→ THE TASK
The records below must be copied in full; omit the images.

→ Photo-based referring expression data
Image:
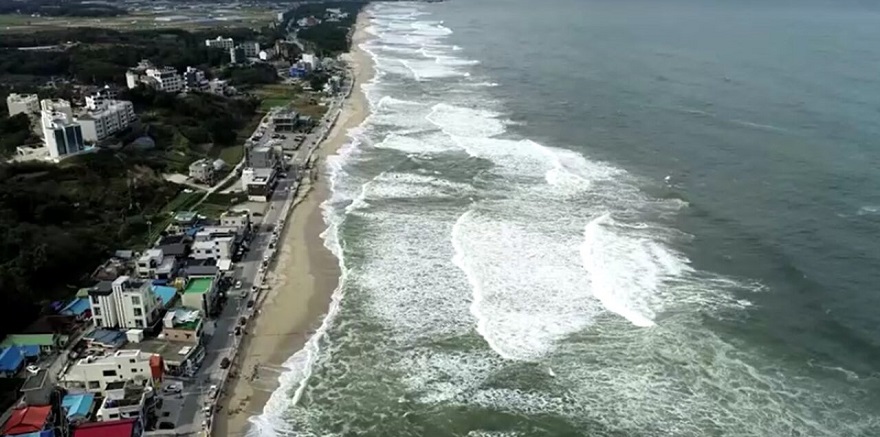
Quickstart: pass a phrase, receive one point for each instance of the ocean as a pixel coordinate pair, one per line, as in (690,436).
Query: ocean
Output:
(604,218)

→ SOLUTION TO THIS TASK
Image:
Quickstart: pass a phrase, receive one point for each instance of the ocean as a pixel coordinate pair, one per line, as in (690,436).
Query: ocean
Output:
(604,218)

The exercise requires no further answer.